BRIEF:
Start at the first line below and write out everything verbatim except the pictures.

INPUT DATA:
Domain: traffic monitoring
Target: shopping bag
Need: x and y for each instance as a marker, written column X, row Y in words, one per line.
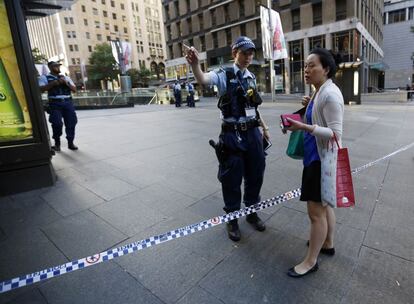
column 336, row 181
column 295, row 146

RESPONSE BOX:
Domain: traffic monitoring
Target: shopping bag
Need: x and y for each instance as a marker, written column X, row Y in words, one per line.
column 336, row 181
column 295, row 146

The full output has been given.